__指示 1__: 超音波探傷の本文から、「この反射された、反射波(反射」から「ンサ101が用いられていた。」までを、両端も含めて書き写してください。
__指示 2__: 超音波探傷の本文によると、割れとその位置を検出するとき、時刻差Δt′に何を掛けますか。

この割れの検出手段としては、超音波探傷センサ(Ultrasonic Testing sensor :以下UTセンサという)を適用した超音波探傷装置を使用して行う超音波探傷方法が従来から知られている。
【0003】
この超音波探傷装置は、ボルト等の被検体内部に超音波を入射し、内部に発生している欠陥(割れ)からの跳ね返りである反射エコーを検出することにより、被検体中の欠陥の存在を割り出し検出するようにしたものである。
すなわち、従来の超音波探傷装置は、図5に示すように被検体としてのボルト101の端面101aに超音波探傷センサ102を設置し、ボルト端面101aからボルト101の軸心方向と平行にボルト101の内部に超音波103を発射する。
【0004】
このUTセンサ102からボルト101内に発射された超音波103は、ボルト101内に不連続構造を形成する割れ105が発生していなければ、超音波103は反射されずボルト101内の割れ105発生がないことが検知できる。
【0005】
しかしながら、図5(b)に示すようにUTセンサ102から発射された超音波103の経路中に、例えば、ボルト101のネジ部101bから発生した割れ105による不連続構造がある場合には、ボルト101の内部に発射された超音波103は、この割れ105によって反射される。
この反射された、反射波(反射エコー)106は、割れ105が超音波103の発射方向に垂直面をなして発生している場合、UTセンサ102で検出され、発射時間と入射時間との時刻差Δt′を計測し、この時刻差Δt′と既知であるボルト内音速vとから、積演算Δt′×vによりボルト101の内部に発生している割れ105等の欠陥およびその位置を検出することができる。
【0006】
また、従来の超音波探傷装置による超音波探傷方法では、UTセンサ102として、ボルト101の軸心方向と一致させて超音波103を発射させる、いわゆる垂直ビームを発生させるようにしたUTセンサ101が用いられていた。
このために、図6(a)に示すように、ボルト101のネジ部101bから発生した割れ105がネジ山の深さ範囲に留まる場合又は図6(b)に示すように、割れ105がネジ山の深さ以上のボルト101内部に発生しているような場合でも、割れ105の方向が超音波103の伝送方向(垂直ビーム方向)と直交する方向から偏向して発生している場合には、これらの割れ105によって反射する反射波106がUTセンサ102では得られない、あるいは反射波106がセンサ102に戻らず、UTセンサ102で検出できないことがあり、割れ105等欠陥の検出が困難になっていた。
【0007】
さらに、UTセンサ102として垂直ビームを発生させるものが使用されていたために、ボルト101に割れ105等の欠陥が発生していない場合も、図6(b)に示すような割れ105がボルト101内に発生している場合も、反射エコー106がUTセンサ102に入射されないため、割れ105等の欠陥の発生の有無の区別がつかないという不具合があった。

__抽出した行__:

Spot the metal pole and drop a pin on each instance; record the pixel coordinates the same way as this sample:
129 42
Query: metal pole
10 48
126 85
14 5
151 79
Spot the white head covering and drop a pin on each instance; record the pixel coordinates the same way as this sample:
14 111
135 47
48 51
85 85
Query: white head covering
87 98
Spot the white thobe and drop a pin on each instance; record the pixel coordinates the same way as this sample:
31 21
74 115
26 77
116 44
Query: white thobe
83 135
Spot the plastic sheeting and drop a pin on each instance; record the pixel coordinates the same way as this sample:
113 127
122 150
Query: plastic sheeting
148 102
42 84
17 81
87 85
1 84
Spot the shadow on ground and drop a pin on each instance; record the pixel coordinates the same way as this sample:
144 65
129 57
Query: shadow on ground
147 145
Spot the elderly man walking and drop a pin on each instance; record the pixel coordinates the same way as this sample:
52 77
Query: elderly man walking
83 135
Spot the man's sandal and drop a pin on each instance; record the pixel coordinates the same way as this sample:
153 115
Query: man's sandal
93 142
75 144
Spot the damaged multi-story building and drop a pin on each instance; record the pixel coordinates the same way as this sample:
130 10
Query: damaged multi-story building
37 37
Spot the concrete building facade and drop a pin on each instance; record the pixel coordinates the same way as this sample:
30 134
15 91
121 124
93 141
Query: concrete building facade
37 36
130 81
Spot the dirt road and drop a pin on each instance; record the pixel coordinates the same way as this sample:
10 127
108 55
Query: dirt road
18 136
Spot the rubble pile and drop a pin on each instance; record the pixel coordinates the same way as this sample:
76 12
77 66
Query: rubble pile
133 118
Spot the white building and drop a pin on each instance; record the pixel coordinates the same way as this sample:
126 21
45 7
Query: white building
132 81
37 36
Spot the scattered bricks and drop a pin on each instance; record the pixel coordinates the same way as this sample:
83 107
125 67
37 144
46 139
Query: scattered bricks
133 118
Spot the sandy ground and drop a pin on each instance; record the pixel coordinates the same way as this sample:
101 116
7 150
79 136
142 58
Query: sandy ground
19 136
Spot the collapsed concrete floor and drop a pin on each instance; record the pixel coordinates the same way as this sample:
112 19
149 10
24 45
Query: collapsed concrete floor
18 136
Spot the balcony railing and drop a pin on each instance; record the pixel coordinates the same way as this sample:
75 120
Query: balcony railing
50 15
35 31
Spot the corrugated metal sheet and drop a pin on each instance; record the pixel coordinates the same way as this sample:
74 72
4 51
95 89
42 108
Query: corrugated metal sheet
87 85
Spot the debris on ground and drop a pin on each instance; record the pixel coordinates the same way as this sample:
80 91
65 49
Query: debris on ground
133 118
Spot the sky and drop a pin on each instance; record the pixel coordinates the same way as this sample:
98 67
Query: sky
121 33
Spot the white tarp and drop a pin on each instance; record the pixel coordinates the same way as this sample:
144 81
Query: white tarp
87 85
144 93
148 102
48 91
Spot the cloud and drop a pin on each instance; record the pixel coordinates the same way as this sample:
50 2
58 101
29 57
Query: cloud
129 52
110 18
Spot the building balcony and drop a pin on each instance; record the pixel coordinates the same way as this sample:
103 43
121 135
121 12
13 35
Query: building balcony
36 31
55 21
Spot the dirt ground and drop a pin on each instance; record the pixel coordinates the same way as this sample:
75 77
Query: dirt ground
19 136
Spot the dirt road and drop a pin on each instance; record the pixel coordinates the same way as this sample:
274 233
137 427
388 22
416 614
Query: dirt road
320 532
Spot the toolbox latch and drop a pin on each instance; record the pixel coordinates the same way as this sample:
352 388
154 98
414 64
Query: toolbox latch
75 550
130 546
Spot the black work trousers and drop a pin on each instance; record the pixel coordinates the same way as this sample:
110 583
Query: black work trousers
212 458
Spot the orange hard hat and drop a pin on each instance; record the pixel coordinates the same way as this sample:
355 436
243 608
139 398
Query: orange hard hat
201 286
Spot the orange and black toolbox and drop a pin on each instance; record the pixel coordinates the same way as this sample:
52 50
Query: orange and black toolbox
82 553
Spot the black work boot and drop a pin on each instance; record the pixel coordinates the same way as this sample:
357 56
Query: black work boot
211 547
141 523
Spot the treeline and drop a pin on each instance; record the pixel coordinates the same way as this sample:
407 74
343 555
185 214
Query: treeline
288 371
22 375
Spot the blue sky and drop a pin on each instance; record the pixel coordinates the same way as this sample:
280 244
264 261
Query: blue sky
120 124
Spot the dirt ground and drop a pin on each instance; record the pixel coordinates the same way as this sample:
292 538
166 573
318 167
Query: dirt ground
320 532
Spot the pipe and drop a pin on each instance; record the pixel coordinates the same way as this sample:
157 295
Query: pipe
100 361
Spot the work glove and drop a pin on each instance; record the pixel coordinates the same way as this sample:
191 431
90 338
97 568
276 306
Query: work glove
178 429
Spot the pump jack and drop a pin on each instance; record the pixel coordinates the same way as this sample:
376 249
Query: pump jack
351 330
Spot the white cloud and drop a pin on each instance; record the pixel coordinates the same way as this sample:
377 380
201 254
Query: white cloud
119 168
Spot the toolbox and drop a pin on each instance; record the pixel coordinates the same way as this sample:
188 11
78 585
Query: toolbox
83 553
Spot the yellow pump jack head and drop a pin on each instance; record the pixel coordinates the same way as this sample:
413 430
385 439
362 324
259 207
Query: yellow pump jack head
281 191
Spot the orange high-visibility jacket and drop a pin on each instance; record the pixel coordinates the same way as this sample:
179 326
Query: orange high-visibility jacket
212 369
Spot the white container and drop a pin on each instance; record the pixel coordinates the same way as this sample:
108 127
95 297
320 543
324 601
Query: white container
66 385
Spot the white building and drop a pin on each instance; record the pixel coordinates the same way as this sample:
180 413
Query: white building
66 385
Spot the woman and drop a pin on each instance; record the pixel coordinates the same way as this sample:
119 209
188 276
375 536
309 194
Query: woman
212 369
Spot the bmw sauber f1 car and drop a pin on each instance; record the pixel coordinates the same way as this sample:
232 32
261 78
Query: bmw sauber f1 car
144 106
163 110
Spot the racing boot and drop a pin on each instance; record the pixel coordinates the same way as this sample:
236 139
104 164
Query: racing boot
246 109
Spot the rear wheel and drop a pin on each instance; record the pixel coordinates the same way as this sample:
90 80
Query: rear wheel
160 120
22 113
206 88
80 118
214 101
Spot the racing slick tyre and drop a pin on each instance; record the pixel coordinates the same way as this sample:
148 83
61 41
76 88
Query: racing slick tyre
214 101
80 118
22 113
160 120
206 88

__解答 1__:
この反射された、反射波(反射エコー)106は、割れ105が超音波103の発射方向に垂直面をなして発生している場合、UTセンサ102で検出され、発射時間と入射時間との時刻差Δt′を計測し、この時刻差Δt′と既知であるボルト内音速vとから、積演算Δt′×vによりボルト101の内部に発生している割れ105等の欠陥およびその位置を検出することができる。
【0006】
また、従来の超音波探傷装置による超音波探傷方法では、UTセンサ102として、ボルト101の軸心方向と一致させて超音波103を発射させる、いわゆる垂直ビームを発生させるようにしたUTセンサ101が用いられていた。

__解答 2__: 既知であるボルト内音速vを掛けます。